_Problems to solve_
1. From the article on photographing people in public, list what the text says would become nearly impossible or grind to a halt if consent were needed to photograph people.
2. Write a continuation of the article on photographing people in public, starting right after its final sentence.

Photographing people and children in public places
For much of the last few years, anyone wielding a camera (most notably a large one) risked being viewed as a potential terrorist threat. In response - in the summer of 2011, the then Home Secretary Theresa May instructed the UK police force to adopt a more common sense approach combined with a better understanding of the use and misuse of our terrorism laws. I think there has been an improvement since then and it appears that individuals who are enjoying a spot of picture taking in public are now less likely to be approached by the authorities.
But unfortunately the suspicion of terrorism is not the only accusation hurled at photographers. There still remains the possibility that you may be questioned or even threatened by members of the public who believe they know (or can rewrite) the laws under which we all live. This is very much the case when it comes to capturing and publishing images containing minors. Even parents themselves have been poorly treated at times when taking photographs of their own youngsters. I myself have had occasional chats with parents (and just bystanders on site) who quite often have a knee jerk negative reaction to the idea of apparent impromptu street photography. Interestingly, these people are frequently unable to name what the actual fear is when quizzed. Ignorance and subsequent fear breeds illogical intolerance!
With respect to photographs taken in public, many people believe that you will need their consent before capturing or publishing a photograph containing their likeness or that of their children. This is quite simply not true. If that were the case, it would be close to impossible for anyone to enjoy photography and our news and tourism industries would soon grind to a halt. In most circumstances it is largely impossible to avoid creating photographs in public or at public events which are devoid of people, and is it often the people who make an image both interesting and appealing (this is particularly true of ‘street photography’). Although the law is clear and unambiguous photographers are still sometimes subject to difficulties when innocently taking or publishing images containing people or children, and this article seeks to address the more common misunderstandings.

_Supplied information_

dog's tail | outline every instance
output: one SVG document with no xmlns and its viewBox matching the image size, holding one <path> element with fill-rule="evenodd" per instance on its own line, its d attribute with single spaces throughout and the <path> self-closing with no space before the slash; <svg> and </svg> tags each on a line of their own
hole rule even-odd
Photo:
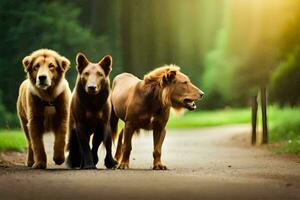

_Replies_
1.
- Anyone's enjoyment of photography
- The news industry
- The tourism industry

2.
What is “a photographer”?
A photographer is anyone engaged in the pursuit, professional or otherwise, of capturing moving or still images.
Do I need permission before I take someone’s photograph?
Not at all. There are no laws preventing photography of people, children, buildings, objects or anything else in a public place, or in any place open to the public where photography is not expressly prohibited. There is no expectation of privacy in a public place. But don’t be a pest, and don’t get in anyone’s way or cause an obstruction – if you’re overly persistent you could face a harassment charge (most usually this will be the province of the more aggressive realms of the paparazzi). It’s worth noting that TV Broadcasters in the UK do tend to operate with a ‘release form’ system whereby those captured for current affairs programmes (for example) are asked to sign a document ‘releasing’ their rights to use the images for broadcast. As I understand it, this is principally because this footage frequently goes beyond a simple moving image but also involves the expressing of opinions etc since interviews etc capture sound and conversation. A simple street scene in a TV news programme obviously does not require a wad of signed release forms prior to broadcast and children’s faces etc which you often see ‘mosaic’d’ or blurred out in some current affairs programmes etc either come under International Broadcasting Standards guidelines rather than the law of the land or they are on private land. TV News items within schools / shopping centres (IE private and/or controlled spaces) will be subject to the rules of the landlord / organisation involved.
Where or when might it be wrong or illegal to take photographs?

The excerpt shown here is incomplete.